## Required tasks
1. Name every person mentioned by name in the article about the Batangas relocation site.
2. Collect each line of the entries that contains the word "pink".

## Text
* * * * *

Batangas ghost town eyed as relocation site for residents displaced by Taal eruption

Ralf Rivas
Batangas ghost town eyed as relocation site for residents displaced by Taal eruption
An unutilized housing project in Ibaan, Batangas, intended for police and military personnel is being considered as a relocation site for those affected by the Taal Volcano eruption

MANILA, Philippines – A ghost town initially intended for police and military personnel in Ibaan, Batangas, is being eyed as a potential relocation site for those displaced by the Taal Volcano eruption.

Human Settlements and Urban Development Secretary Eduardo del Rosario said in a media forum on Friday, January 24, that the government is already setting up the necessary infrastructure to provide water and electricity to the village initially intended for personnel of the Philippine National Police and the Armed Forces of the Philippines.

Why is it unoccupied? Batangas Governor Hermilando Mandanas previously said that the housing project with 1,200 units was never used due to some “legal issues,” but various agencies have reached an agreement to temporarily utilize it as shelters for evacuees.

Del Rosario added that soldiers likely did not avail of the houses due to its small size. At 22 square meters, he said that soldiers are able to afford bigger units that are closer to Camp Aguinaldo.

* * * * *

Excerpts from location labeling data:

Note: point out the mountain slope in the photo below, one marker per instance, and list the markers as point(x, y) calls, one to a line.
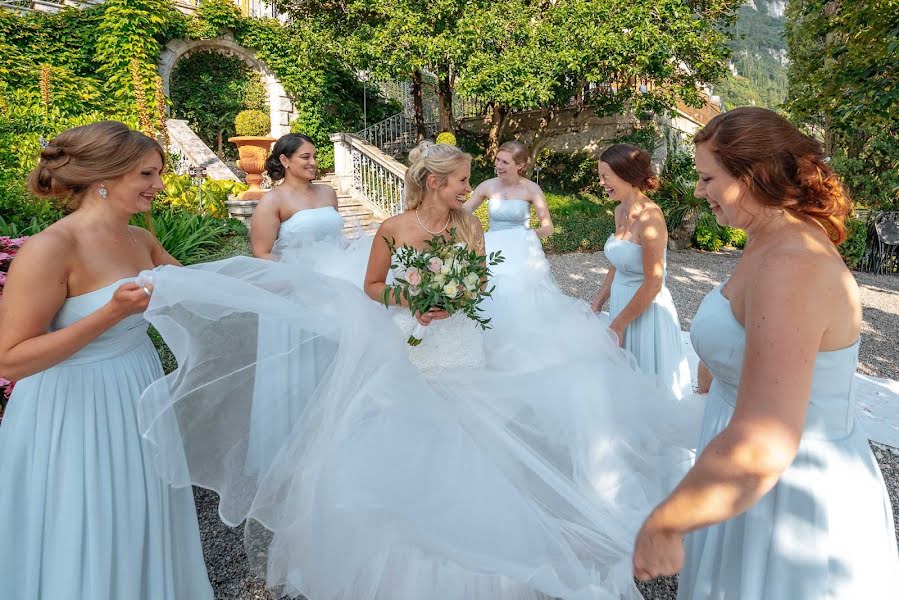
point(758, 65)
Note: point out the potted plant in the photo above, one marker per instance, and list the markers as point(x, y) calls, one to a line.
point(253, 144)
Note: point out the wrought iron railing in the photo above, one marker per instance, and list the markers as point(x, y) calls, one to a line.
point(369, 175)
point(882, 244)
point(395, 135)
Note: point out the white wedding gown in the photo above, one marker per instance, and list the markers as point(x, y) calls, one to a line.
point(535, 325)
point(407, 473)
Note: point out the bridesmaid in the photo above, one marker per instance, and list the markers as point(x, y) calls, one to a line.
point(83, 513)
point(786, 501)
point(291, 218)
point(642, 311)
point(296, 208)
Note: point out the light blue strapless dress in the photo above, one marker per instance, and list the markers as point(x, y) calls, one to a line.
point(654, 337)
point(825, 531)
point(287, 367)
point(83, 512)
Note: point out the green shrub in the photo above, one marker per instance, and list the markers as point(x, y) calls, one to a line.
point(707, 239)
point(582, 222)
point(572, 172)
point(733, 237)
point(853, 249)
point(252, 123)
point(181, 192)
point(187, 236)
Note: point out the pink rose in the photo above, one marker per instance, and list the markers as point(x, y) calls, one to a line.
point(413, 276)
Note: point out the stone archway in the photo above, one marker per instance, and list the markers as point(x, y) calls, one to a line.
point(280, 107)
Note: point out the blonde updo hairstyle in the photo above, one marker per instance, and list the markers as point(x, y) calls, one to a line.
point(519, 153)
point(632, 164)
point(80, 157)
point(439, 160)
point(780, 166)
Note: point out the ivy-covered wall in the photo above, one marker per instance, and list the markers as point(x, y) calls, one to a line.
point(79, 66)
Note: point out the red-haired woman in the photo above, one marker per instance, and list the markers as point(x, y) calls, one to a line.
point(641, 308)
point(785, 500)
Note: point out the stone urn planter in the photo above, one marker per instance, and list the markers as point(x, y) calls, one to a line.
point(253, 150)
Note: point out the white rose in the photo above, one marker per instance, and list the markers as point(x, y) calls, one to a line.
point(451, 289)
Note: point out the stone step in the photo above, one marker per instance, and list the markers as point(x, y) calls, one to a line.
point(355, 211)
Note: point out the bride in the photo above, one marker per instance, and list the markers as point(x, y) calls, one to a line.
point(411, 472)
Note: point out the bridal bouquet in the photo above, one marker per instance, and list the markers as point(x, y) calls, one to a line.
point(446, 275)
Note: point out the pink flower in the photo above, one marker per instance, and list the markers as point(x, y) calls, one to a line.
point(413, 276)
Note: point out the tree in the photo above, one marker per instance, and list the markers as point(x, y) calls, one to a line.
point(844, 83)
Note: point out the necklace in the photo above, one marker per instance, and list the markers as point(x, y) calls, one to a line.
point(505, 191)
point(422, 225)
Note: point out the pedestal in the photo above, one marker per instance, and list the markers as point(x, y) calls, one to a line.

* * * * *

## Answers by task
1. Ralf Rivas, Eduardo del Rosario, Hermilando Mandanas

2.
Note: point out the pink rose in the photo above, one marker per instance, and list the markers as point(x, y) calls, one to a line.
Note: point out the pink flower in the photo above, one marker per instance, and list the markers as point(x, y) calls, one to a line.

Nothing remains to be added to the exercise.